[Problem 1]
Reproduce the following passage about pitching coaches and Darren Balsley word for word, with no alterations.

[Document text]
(begin)

Every now and again there are pitching coaches who seem to have the magic touch. For more than 15 years, Leo Mazzone was viewed as the sage to the 1990’s Atlanta Braves’ dynasty, as he managed arguably the best starting rotation of the decade.

During the Padres’ 1998 World Series run, Dave Stewart was a crucial part in getting to maximize the most of his pitchers. The list can go on and on, but the better coaches like Mazzone and Stewart executed a plan that is as follows: Getting the best of someone can be fleeting but getting the most of someone will take you much, much farther.

The role of a pitching coach is often without much fanfare. Coaches tend to be replaceable and are often the scapegoat to a much deeper problem. But occasionally, a coach will transcend and not only fulfill the role of a teacher, but act as a mentor to his staff and the team overall.

Even more rarely, are the coaches who can stick around after multiple losing seasons, let alone numerous general managers. Even less so are the coaches who can say they survived multiple ownership changes. But that is where the San Diego Padres’ pitching coach Darren Balsley finds himself.

Darren Balsley was not a major-league caliber pitcher. After graduating from Mt. Carmel High, he moved on to Palomar College, and with some local success in his pocket, Balsley was selected by the Oakland Athletics in the third round of the 1984 amateur draft.

He struggled through injuries and ineffectiveness during his six years in the lower levels of the Oakland and Toronto minor-league systems before finally retiring from playing after the 1989 season. For Balsley, the end of one career would lead to a fulfilling and successful career of another as he began his career off the baseball field.

After his playing career ended, Balsley began to develop his craft as an instructor working his way up from minor-league coach and manager to a Major League scout for Toronto. In 2000, the San Diego Padres came and requested that the home-grown talent be the pitching coach for their minor league affiliate, the Fort Wayne Wizards.

(end)

[Problem 2]
Locate each line of the listing below that contains the string "hand", and copy every such line in full.

(Shape annotation listing)
(begin)

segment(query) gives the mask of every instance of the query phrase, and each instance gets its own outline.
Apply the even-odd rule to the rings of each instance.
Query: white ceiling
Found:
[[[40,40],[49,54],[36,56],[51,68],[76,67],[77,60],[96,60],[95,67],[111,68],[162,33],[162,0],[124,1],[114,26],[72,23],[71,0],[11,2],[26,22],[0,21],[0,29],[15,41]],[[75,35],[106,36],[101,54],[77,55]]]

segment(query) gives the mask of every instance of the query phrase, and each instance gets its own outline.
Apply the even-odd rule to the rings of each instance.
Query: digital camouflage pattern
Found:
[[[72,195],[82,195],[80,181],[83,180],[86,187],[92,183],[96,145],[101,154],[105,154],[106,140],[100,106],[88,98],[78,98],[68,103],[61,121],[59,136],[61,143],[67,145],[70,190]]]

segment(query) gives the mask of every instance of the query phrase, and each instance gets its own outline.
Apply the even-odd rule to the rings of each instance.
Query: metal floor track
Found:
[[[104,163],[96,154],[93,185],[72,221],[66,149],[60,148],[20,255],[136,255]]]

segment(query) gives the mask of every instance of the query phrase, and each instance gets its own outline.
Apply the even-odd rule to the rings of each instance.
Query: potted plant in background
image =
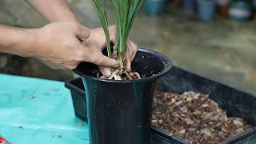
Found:
[[[230,0],[218,0],[218,10],[222,18],[226,18],[229,13],[229,4]]]
[[[183,0],[182,1],[183,7],[188,11],[195,11],[196,10],[196,2],[195,0]]]
[[[98,78],[99,70],[91,63],[82,62],[74,70],[82,76],[85,86],[90,142],[150,143],[156,82],[171,69],[172,64],[161,54],[139,49],[132,62],[132,70],[136,73],[127,74],[125,66],[126,42],[136,14],[146,1],[111,1],[117,20],[116,40],[112,49],[108,32],[106,0],[93,1],[106,34],[108,56],[119,62],[119,67],[112,69],[112,76],[118,77],[115,79],[119,80],[111,79],[112,76]],[[142,77],[141,79],[138,79],[140,77],[138,74]],[[125,80],[124,78],[132,80]]]
[[[230,4],[229,9],[229,18],[233,20],[245,21],[251,16],[250,0],[235,0]]]
[[[165,10],[166,0],[147,0],[143,6],[143,10],[147,14],[160,14]]]
[[[205,22],[211,21],[215,14],[216,0],[198,0],[198,14]]]

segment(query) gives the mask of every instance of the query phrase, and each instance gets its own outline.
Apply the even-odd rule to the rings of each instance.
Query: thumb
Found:
[[[80,26],[78,31],[76,32],[76,36],[80,41],[86,40],[90,36],[90,30],[83,26]]]

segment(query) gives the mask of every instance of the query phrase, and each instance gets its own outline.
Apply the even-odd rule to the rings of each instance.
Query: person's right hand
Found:
[[[82,42],[90,36],[86,27],[70,22],[53,22],[34,33],[34,47],[28,55],[53,69],[75,69],[82,62],[117,67],[118,61],[101,51],[88,49]]]

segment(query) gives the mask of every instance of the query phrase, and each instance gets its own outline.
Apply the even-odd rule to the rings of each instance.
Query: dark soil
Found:
[[[155,92],[152,124],[191,143],[219,143],[252,126],[228,117],[208,95]]]

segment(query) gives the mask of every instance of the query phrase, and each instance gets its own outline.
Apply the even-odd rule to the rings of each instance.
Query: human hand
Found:
[[[82,42],[89,36],[89,29],[78,23],[53,22],[35,30],[34,46],[30,55],[53,69],[73,70],[82,62],[117,67],[118,62],[116,60]]]
[[[83,42],[89,50],[97,50],[100,53],[106,48],[106,40],[102,28],[91,29],[90,37]],[[110,38],[111,42],[115,41],[115,26],[109,26]],[[127,41],[126,48],[126,70],[128,72],[131,71],[131,62],[134,60],[138,50],[138,46],[130,40]],[[111,66],[99,66],[99,70],[106,77],[111,75]]]

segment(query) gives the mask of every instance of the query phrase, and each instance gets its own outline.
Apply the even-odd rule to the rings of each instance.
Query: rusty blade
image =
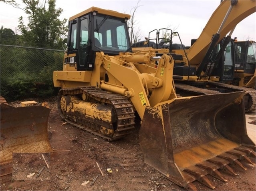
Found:
[[[13,153],[52,151],[47,132],[50,109],[42,106],[14,107],[1,103],[1,166],[12,163]]]

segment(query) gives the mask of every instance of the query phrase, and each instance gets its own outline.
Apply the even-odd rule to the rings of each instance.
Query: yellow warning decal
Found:
[[[146,101],[146,98],[145,98],[145,96],[144,95],[143,92],[141,91],[139,93],[139,98],[141,100],[141,104],[142,106],[145,106],[147,105],[147,102]]]
[[[161,68],[161,71],[160,73],[160,75],[161,76],[163,76],[163,75],[164,72],[164,68]]]

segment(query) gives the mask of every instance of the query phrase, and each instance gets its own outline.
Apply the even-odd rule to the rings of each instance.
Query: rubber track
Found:
[[[62,95],[76,95],[85,93],[87,96],[92,99],[103,103],[111,104],[115,107],[116,112],[117,116],[117,126],[115,131],[114,134],[112,137],[103,134],[95,130],[90,128],[67,119],[64,114],[62,113],[60,107],[60,98]],[[60,91],[58,95],[58,108],[61,117],[67,122],[73,125],[76,126],[89,132],[97,136],[100,136],[104,139],[109,141],[113,141],[125,137],[127,134],[131,132],[131,130],[134,128],[134,112],[133,109],[133,105],[128,98],[124,96],[109,93],[99,88],[94,87],[79,87],[76,88],[63,89]],[[83,119],[84,121],[86,121],[85,118]],[[95,119],[93,123],[99,124],[97,122],[100,120]],[[91,123],[91,121],[87,121],[88,124]],[[101,121],[101,125],[107,122]]]

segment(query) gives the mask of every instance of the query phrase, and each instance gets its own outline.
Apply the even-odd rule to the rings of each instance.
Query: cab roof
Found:
[[[89,9],[81,12],[80,13],[77,14],[73,17],[71,17],[69,18],[69,20],[71,21],[74,20],[77,18],[81,17],[83,15],[88,14],[90,12],[93,12],[94,11],[97,12],[98,13],[101,14],[109,15],[110,16],[114,16],[119,18],[127,18],[128,19],[129,19],[131,17],[130,15],[128,14],[121,13],[117,11],[112,11],[111,10],[101,9],[98,7],[92,7],[91,8],[89,8]]]

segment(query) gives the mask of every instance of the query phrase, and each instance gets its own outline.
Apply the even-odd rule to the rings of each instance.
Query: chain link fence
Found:
[[[62,70],[64,51],[0,45],[0,94],[7,102],[56,95],[53,72]]]

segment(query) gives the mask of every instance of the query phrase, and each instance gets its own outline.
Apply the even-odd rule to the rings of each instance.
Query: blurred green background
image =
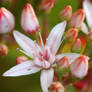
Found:
[[[16,0],[15,0],[16,1]],[[17,3],[11,5],[8,2],[2,3],[0,1],[0,7],[6,7],[9,9],[15,16],[16,26],[15,29],[23,32],[21,25],[20,25],[20,16],[21,11],[24,5],[27,2],[30,2],[35,11],[36,6],[35,3],[38,0],[18,0]],[[39,0],[40,1],[40,0]],[[66,5],[71,5],[73,8],[73,12],[77,10],[80,6],[79,0],[56,0],[54,8],[48,14],[49,16],[49,26],[50,29],[59,22],[59,13],[62,8]],[[42,26],[41,15],[39,12],[36,12],[39,18],[40,26]],[[42,30],[44,31],[44,30]],[[0,57],[0,92],[42,92],[40,87],[40,73],[21,76],[21,77],[2,77],[2,74],[13,67],[16,64],[16,57],[23,55],[22,53],[16,51],[17,43],[14,44],[7,44],[9,47],[9,53],[6,57]],[[69,88],[68,92],[75,92],[74,88]]]

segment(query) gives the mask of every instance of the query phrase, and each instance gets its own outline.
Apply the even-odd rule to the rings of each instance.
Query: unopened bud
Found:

(end)

[Solution 1]
Every now and again there are pitching coaches who seem to have the magic touch. For more than 15 years, Leo Mazzone was viewed as the sage to the 1990’s Atlanta Braves’ dynasty, as he managed arguably the best starting rotation of the decade.

During the Padres’ 1998 World Series run, Dave Stewart was a crucial part in getting to maximize the most of his pitchers. The list can go on and on, but the better coaches like Mazzone and Stewart executed a plan that is as follows: Getting the best of someone can be fleeting but getting the most of someone will take you much, much farther.

The role of a pitching coach is often without much fanfare. Coaches tend to be replaceable and are often the scapegoat to a much deeper problem. But occasionally, a coach will transcend and not only fulfill the role of a teacher, but act as a mentor to his staff and the team overall.

Even more rarely, are the coaches who can stick around after multiple losing seasons, let alone numerous general managers. Even less so are the coaches who can say they survived multiple ownership changes. But that is where the San Diego Padres’ pitching coach Darren Balsley finds himself.

Darren Balsley was not a major-league caliber pitcher. After graduating from Mt. Carmel High, he moved on to Palomar College, and with some local success in his pocket, Balsley was selected by the Oakland Athletics in the third round of the 1984 amateur draft.

He struggled through injuries and ineffectiveness during his six years in the lower levels of the Oakland and Toronto minor-league systems before finally retiring from playing after the 1989 season. For Balsley, the end of one career would lead to a fulfilling and successful career of another as he began his career off the baseball field.

After his playing career ended, Balsley began to develop his craft as an instructor working his way up from minor-league coach and manager to a Major League scout for Toronto. In 2000, the San Diego Padres came and requested that the home-grown talent be the pitching coach for their minor league affiliate, the Fort Wayne Wizards.

[Solution 2]
Query: person's right hand
Query: human hand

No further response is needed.